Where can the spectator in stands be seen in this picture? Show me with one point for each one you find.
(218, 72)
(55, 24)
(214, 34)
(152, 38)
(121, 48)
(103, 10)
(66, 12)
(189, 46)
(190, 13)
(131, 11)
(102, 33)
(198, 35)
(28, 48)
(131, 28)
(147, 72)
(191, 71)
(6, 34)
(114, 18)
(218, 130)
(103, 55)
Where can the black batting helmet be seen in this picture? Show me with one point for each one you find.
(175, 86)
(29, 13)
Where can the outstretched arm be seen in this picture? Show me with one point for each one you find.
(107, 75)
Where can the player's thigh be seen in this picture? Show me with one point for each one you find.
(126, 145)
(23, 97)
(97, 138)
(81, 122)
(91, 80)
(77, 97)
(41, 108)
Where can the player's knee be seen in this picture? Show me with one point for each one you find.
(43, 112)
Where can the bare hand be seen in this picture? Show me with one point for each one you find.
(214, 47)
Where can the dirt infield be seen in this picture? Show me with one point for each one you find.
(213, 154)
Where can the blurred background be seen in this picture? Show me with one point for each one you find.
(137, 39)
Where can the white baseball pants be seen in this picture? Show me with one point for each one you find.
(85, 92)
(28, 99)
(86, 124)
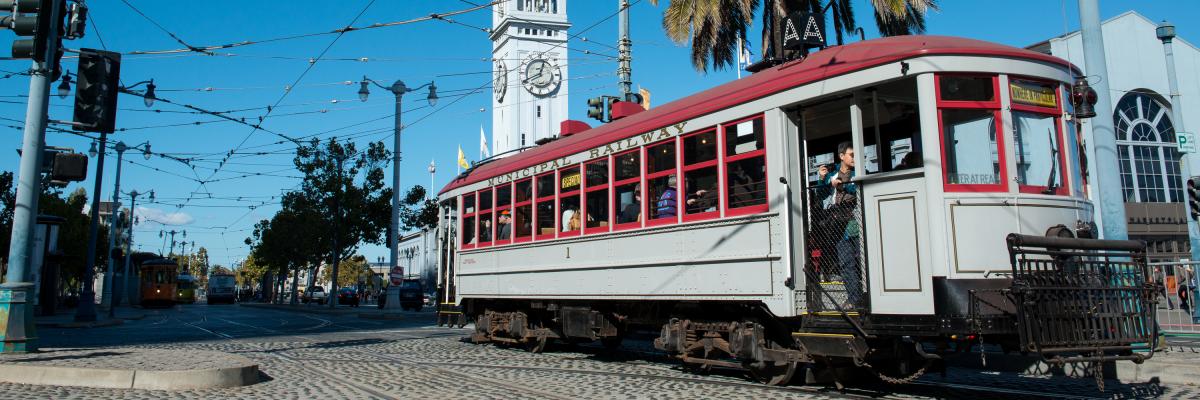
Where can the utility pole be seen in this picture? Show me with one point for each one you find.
(337, 215)
(397, 89)
(129, 246)
(1191, 161)
(114, 226)
(1104, 141)
(624, 54)
(18, 333)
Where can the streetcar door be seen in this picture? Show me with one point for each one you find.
(892, 181)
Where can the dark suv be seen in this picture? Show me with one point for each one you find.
(412, 296)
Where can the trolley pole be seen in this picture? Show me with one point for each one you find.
(114, 227)
(1104, 147)
(1191, 161)
(624, 54)
(17, 329)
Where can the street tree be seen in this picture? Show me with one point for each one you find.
(713, 27)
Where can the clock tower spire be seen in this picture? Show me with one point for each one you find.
(529, 72)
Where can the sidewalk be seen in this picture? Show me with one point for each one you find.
(369, 311)
(66, 320)
(130, 369)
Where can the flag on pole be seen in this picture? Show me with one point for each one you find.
(646, 97)
(462, 160)
(483, 144)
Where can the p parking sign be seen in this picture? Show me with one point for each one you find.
(1187, 142)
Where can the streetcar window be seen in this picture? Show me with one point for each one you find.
(522, 220)
(1037, 150)
(545, 208)
(503, 195)
(747, 183)
(745, 167)
(960, 88)
(889, 117)
(569, 200)
(972, 148)
(663, 181)
(597, 195)
(972, 153)
(546, 185)
(523, 190)
(628, 166)
(660, 157)
(628, 189)
(743, 137)
(700, 148)
(699, 190)
(468, 203)
(522, 209)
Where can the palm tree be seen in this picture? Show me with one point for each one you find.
(713, 27)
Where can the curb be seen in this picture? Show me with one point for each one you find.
(100, 323)
(381, 316)
(298, 309)
(111, 378)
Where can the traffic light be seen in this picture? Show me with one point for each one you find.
(597, 108)
(1194, 198)
(99, 79)
(31, 18)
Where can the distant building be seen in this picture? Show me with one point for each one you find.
(1150, 168)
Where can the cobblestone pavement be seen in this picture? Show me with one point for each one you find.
(309, 356)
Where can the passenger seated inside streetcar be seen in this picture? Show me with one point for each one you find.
(669, 200)
(630, 204)
(503, 226)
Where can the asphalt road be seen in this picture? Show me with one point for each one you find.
(305, 356)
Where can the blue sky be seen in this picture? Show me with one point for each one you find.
(454, 54)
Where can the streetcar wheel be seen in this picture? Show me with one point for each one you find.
(773, 374)
(537, 345)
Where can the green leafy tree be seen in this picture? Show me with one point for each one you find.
(712, 27)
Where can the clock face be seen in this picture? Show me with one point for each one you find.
(501, 85)
(540, 76)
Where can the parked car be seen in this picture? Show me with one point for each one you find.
(313, 294)
(411, 294)
(348, 296)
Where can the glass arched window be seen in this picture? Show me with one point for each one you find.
(1150, 160)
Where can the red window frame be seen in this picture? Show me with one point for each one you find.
(1056, 113)
(462, 221)
(533, 210)
(726, 160)
(683, 190)
(646, 167)
(553, 201)
(558, 202)
(640, 179)
(491, 215)
(1001, 153)
(496, 214)
(587, 193)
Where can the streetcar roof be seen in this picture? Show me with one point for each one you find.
(821, 65)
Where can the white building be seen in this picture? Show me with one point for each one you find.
(529, 83)
(1145, 129)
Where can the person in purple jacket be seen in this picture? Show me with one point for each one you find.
(669, 203)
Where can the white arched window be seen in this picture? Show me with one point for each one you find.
(1150, 161)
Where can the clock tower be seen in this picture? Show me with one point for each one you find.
(529, 71)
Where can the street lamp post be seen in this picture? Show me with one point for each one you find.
(1165, 33)
(114, 224)
(399, 89)
(129, 246)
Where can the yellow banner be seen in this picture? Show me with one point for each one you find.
(1033, 94)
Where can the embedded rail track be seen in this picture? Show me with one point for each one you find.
(655, 362)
****************************************
▸ GIVEN INSTRUCTION
Without the pictures, write out the whole listing above exactly as it appears.

▸ RESPONSE
Where can the spectator in stands be seen in this picture? Show me with one point for each one you find.
(218, 72)
(55, 24)
(214, 34)
(152, 38)
(121, 48)
(103, 10)
(66, 12)
(189, 46)
(190, 13)
(131, 11)
(102, 33)
(198, 35)
(28, 48)
(131, 28)
(147, 72)
(191, 71)
(6, 34)
(114, 18)
(218, 130)
(103, 55)
Where can the black batting helmet be seen in this picture? Show me with one point for each one you find.
(175, 86)
(29, 13)
Where can the outstretched arm be seen in this picture? Show me with one point for each one you find.
(107, 75)
Where can the player's thigh be seen in this picture? Show me with one point for each one you find.
(126, 145)
(23, 97)
(97, 138)
(81, 122)
(91, 80)
(77, 97)
(41, 108)
Where can the player's knee be seen in this picture? Show me with one point for each one you find.
(43, 112)
Where can the bare hand be seen in this picture? Show me with one point for each one you find.
(214, 47)
Where can the dirt infield be seen in this picture? Show me with one point for each one you find.
(213, 154)
Where can the blurred background be seen in this picture? Show me with one point for each one you find.
(137, 39)
Where can the white baseball pants be seen in this picture? Show me with one point for each one you find.
(85, 92)
(28, 99)
(86, 124)
Where can the utility pole be seen in this picture? Show me with one point for each one you find.
(337, 215)
(397, 89)
(129, 246)
(1191, 161)
(114, 226)
(1104, 141)
(624, 54)
(18, 333)
Where can the streetcar door be seen in this picture? Show me with one point for each one you find.
(892, 181)
Where can the dark suv be seen in this picture? Show me with one point for each one you find.
(412, 296)
Where can the trolley pole be seen in this picture? Show me with one point for each one you find.
(114, 227)
(1104, 147)
(1191, 161)
(624, 54)
(17, 329)
Where can the street tree be seen in this picture? Show me with one point for each one you find.
(713, 27)
Where can the clock tower spire be seen in this picture? Show me with one point for each one you find.
(529, 72)
Where can the sidewalk be seen in this picture? Show me with one point for each one you find.
(369, 311)
(66, 320)
(130, 369)
Where can the flag on pole be seen in this picture? Show me with one point for each one you find.
(646, 97)
(462, 160)
(483, 144)
Where can the p parking sign be seen in this picture? Show me with one point for each one you find.
(1187, 142)
Where can the streetcar window be seen in this picture? Show me with one point for each one you find.
(522, 220)
(1037, 150)
(545, 208)
(503, 195)
(747, 183)
(745, 167)
(960, 88)
(889, 117)
(569, 200)
(972, 148)
(663, 181)
(597, 195)
(972, 153)
(546, 185)
(523, 190)
(628, 166)
(660, 157)
(628, 189)
(743, 137)
(700, 148)
(699, 190)
(468, 203)
(522, 209)
Where can the palm tree be seen in this picture? Show me with one point for each one you find.
(713, 27)
Where can the curb be seen in this picture? Show me with one point for each one you find.
(100, 323)
(381, 316)
(298, 309)
(111, 378)
Where can the traffic light be seen in this picture? Show me with one point for each one you find.
(597, 108)
(1194, 198)
(99, 79)
(31, 18)
Where can the distant building be seen in this picture? Show me with one point for each one you find.
(1150, 168)
Where can the cobblestone pavement be seen in this picture? Show me with one point for each one you find.
(309, 356)
Where can the passenger seated inside streetcar be seen in this picture? Show me with one point for each one you find.
(669, 200)
(630, 204)
(503, 226)
Where can the asphalt road be seen in this picture? Show me with one point for each one you find.
(305, 356)
Where can the blue sky be seen in this picture? Show me with one point for each one you find.
(454, 54)
Where can the streetcar wheel be seen in this picture? Show me with one point for each one you find.
(773, 374)
(537, 345)
Where can the green leafy tree be seen in this picture? Show me with one point for each one you find.
(712, 27)
Where can the clock face be seen in this picture? Show me with one point for each one you find.
(501, 85)
(540, 76)
Where can the parked car be seen in this picture? Show me with one point for each one you find.
(313, 294)
(411, 294)
(348, 296)
Where can the glass arched window be seen in this picture? Show me with one point for each one you find.
(1150, 160)
Where can the red window frame be seen in this picture? Show me with one point for each one you find.
(1056, 113)
(462, 221)
(533, 210)
(726, 160)
(683, 190)
(646, 167)
(553, 201)
(558, 202)
(640, 179)
(491, 215)
(1001, 153)
(496, 214)
(587, 193)
Where can the streetcar roof be seen in this picture? Show me with one point for each one you find.
(821, 65)
Where can the white building be seen in this picture? Show me with one point for each one you find.
(529, 83)
(1145, 129)
Where can the person in purple jacket be seen in this picture? Show me with one point for each one you find.
(669, 203)
Where can the white arched window be seen in this picture? Show me with one point for each one you find.
(1150, 161)
Where can the clock tower be seen in this picture? Show me with one point for each one you find.
(529, 71)
Where can the street lamp post be seen in this picture? Show me with one point for each one you find.
(1165, 33)
(114, 224)
(399, 89)
(129, 246)
Where can the yellow banner be seen in this picture? Show me with one point for each one you find.
(1033, 94)
Where can the embedded rail track be seen in this picture? Show me with one point for each one you find.
(655, 362)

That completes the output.